Alıştırma yönergesi: Lütfen vokal kord lökokeratozu üzerine olan metni, son cümlesinden sonra gelecek şekilde sürdürün.

Verilen metin:
———
Barlett RS, et al. Genetic characterization of vocal fold lesions: leukoplakia and carcinoma. Laryngoscope 2012; 122(2):336-42. 

24 Eylül 2013

Vokal Kord Lökokeratozu Klinik Sınıflaması ve Tedavisi

Vokal kord lökokeratozu, erişkin laringeal papillom ve kronik hipertrofik larenjit ile birlikte laringeal prekanseröz lezyonlar olarak kabul edilmektedir. Lökokeratoz klinik bir tanımlamadır. Anormal epitelyal hipertrofi veya displazi nedeniyle oluşan vokal fold epitelyal ya da keratotik tabakasında bir artışı ifade eder. Lezyon vokal foldun bir bölümünde ya da tamamında görülebilir, derinliği çok farklı olabilir. Tıbbi hikaye, etioloji, neden ve tutulum derinlikleri farklı olduğundan tedavi ve prognozları da farklılık gösterir. Ma ve arkadaşlarının bir yıl içerisinde tedavi edilen 360 lökokeratoz hastası içeren serleri ile ilgili veriler şu şekildedir:
·         332 erkek, 28 kadın hasta
·         Yaş aralığı 18-78 (ortalama 48)
———
Sağlanan veriler:
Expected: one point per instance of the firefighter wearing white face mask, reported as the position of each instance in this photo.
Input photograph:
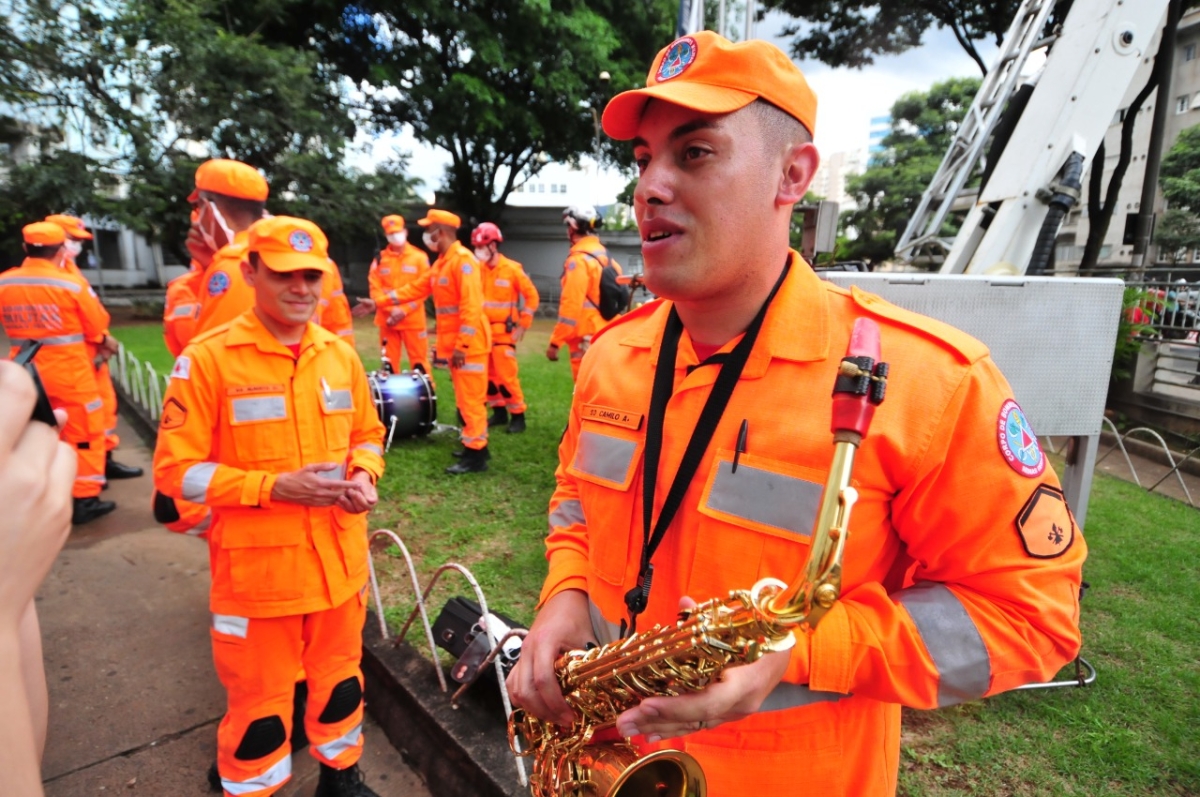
(229, 196)
(401, 329)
———
Görev sonucu:
·         Semptomlar: Ses kısıklığı %91, yabancı cisim hissi %9; süresi 1-36 ay
·         60 olgu bilateral, 29 olguda yerleşim ön komissürde
·         21 olgu konservatif tedavi (fonasyon kısıtlaması, oral antiinflamatuar ajanlar, oral antiasitler ve budenoside), takip aylık olarak lezyon ortadan kalkana kadar uygulanmıştır.
·         339 hasta cerrahi ile tedavi edilmiştir; asıl lezyonun karşısında yer alan lökokeratoz için submukozal kordektomi, tip II ve III sulkus ile birlikte olan lökokeratozlar için mukozal dilimleme ve tarama, bilinen bir nedene bağlu olmayan lökokeratozlar için parsiyel subligamental veya transmuskuler kordektomi uygulanmıştır. Takip ilk yıl her ay, ikinci yıl iki ayda bir yapılmıştır.
Hikaye, video görüntü ve mikroskopik morfolojilerine göre lezyonlar 4 gruba ayrılmıştır:
Tip I – inflamatuar lökoplaki (#21, %6): Bilateral, beyaz membran benzeri görünüm, 2 hafta – 2 ay arası hikaye; ÜSYE, aşırı öksürük, aşırı alkol kullanımı, sesin aşırı kullanımı, ani başlangıçlı ve belirgin ses kısıklığı ile birlikte. Yaklaşık 2 aylık konservatif tedavi ile belirtiler belirgin şekilde düzelir.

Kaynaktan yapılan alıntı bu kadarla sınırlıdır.